首页 > 解决方案 > Can Flink produce hourly snapshots of aggregated/rolling/accumulated data?

问题描述

The text book example of stream processing is a timestamped word count program. With the following data sample

mario 10:00
luigi 10:01
mario 11:00
mario 12:00

I have seen word count programs produced over:

A total data set

mario 3
luigi 1

A set of time window partitions

mario 10:00-11:00 1
luigi 10:00-11:00 1
mario 11:00-12:00 1
mario 12:00-13:00 1

I have not found however, an example of a word count program over a rolling time window, i.e. I'd like a word count to be produced hourly for every word from the beginning of time:

mario 10:00-11:00 1
luigi 10:00-11:00 1
mario 11:00-12:00 2
luigi 11:00-12:00 1
mario 12:00-13:00 3
luigi 12:00-13:00 1

Is this possible with Apache Flink or any other stream processing library? Thanks!

edit:

I have so far attempted a variant of David Anderson's approach, only changing processing time for event time as data is timestsamped. It's not working as I was expecting though. Here's the code, the sample data, the results it provides and my follow-up questions:

public static void main(String[] args) throws Exception {
    final StreamExecutionEnvironment env = StreamExecutionEnvironment.getExecutionEnvironment()
            .setParallelism(1)

***

| Requirement |
Copy the forum post above about hourly rolling word counts in Apache Flink word for word, in full.

| Entries provided |
***

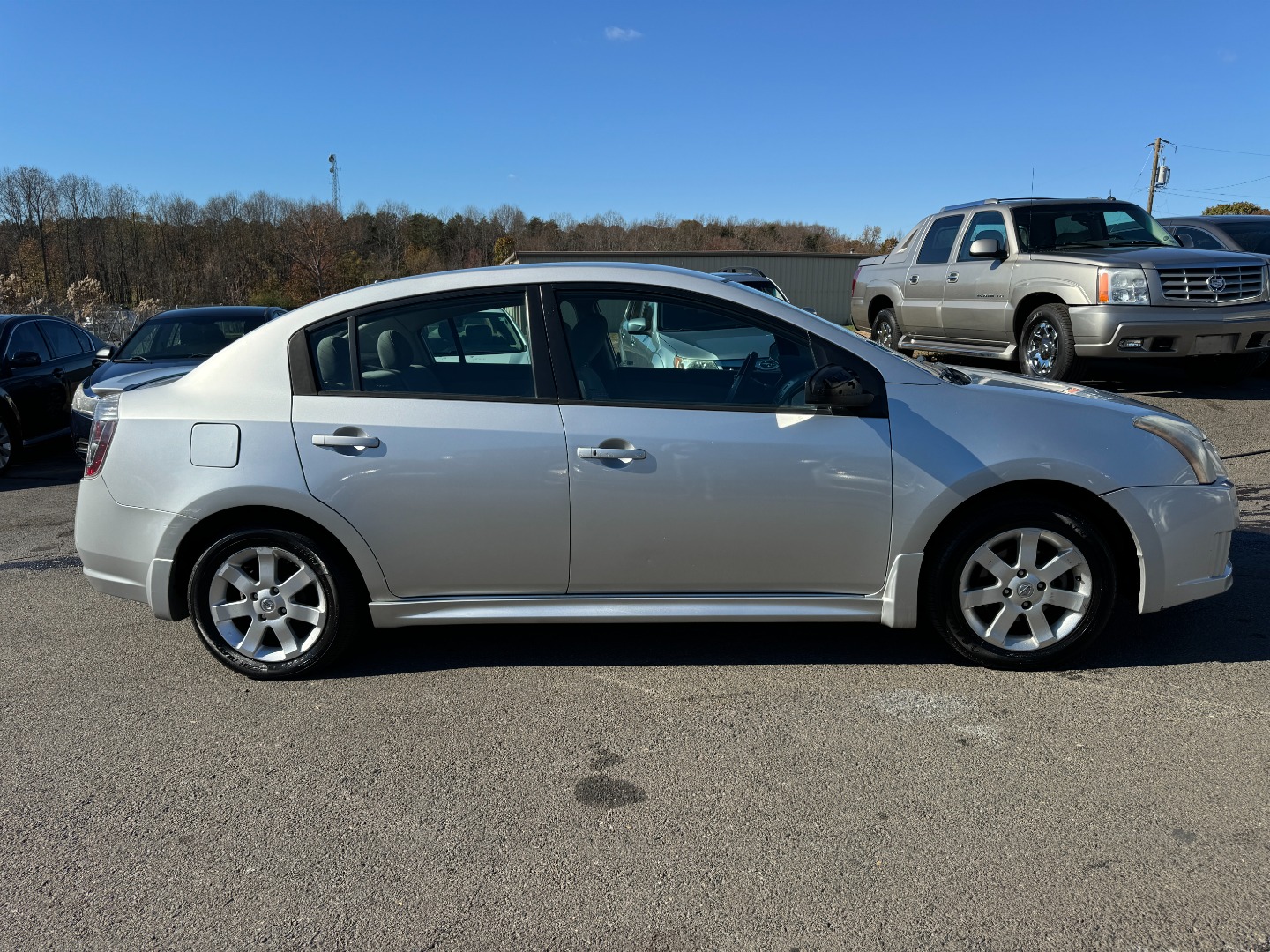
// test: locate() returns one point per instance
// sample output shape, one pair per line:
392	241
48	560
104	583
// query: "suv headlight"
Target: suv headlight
1189	441
695	363
1123	286
84	403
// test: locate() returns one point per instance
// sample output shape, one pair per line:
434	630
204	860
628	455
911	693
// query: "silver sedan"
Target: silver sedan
361	461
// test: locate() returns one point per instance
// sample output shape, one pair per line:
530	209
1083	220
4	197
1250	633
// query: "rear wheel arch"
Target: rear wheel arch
217	524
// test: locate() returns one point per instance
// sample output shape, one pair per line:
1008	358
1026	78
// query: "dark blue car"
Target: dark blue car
168	346
42	360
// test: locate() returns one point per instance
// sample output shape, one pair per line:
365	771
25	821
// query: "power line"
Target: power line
1209	149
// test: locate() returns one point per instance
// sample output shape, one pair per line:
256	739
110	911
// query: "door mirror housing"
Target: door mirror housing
25	358
836	386
987	248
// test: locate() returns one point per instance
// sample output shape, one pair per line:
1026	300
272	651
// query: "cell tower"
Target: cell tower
334	183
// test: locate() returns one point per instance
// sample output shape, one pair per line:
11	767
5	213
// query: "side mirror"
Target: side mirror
836	386
987	248
25	358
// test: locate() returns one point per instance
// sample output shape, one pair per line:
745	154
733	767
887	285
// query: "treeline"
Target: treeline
70	244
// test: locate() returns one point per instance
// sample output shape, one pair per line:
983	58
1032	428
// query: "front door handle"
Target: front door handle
609	453
326	439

***

| Response |
首页 > 解决方案 > Can Flink produce hourly snapshots of aggregated/rolling/accumulated data?

问题描述

The text book example of stream processing is a timestamped word count program. With the following data sample

mario 10:00
luigi 10:01
mario 11:00
mario 12:00

I have seen word count programs produced over:

A total data set

mario 3
luigi 1

A set of time window partitions

mario 10:00-11:00 1
luigi 10:00-11:00 1
mario 11:00-12:00 1
mario 12:00-13:00 1

I have not found however, an example of a word count program over a rolling time window, i.e. I'd like a word count to be produced hourly for every word from the beginning of time:

mario 10:00-11:00 1
luigi 10:00-11:00 1
mario 11:00-12:00 2
luigi 11:00-12:00 1
mario 12:00-13:00 3
luigi 12:00-13:00 1

Is this possible with Apache Flink or any other stream processing library? Thanks!

edit:

I have so far attempted a variant of David Anderson's approach, only changing processing time for event time as data is timestsamped. It's not working as I was expecting though. Here's the code, the sample data, the results it provides and my follow-up questions:

public static void main(String[] args) throws Exception {
    final StreamExecutionEnvironment env = StreamExecutionEnvironment.getExecutionEnvironment()
            .setParallelism(1)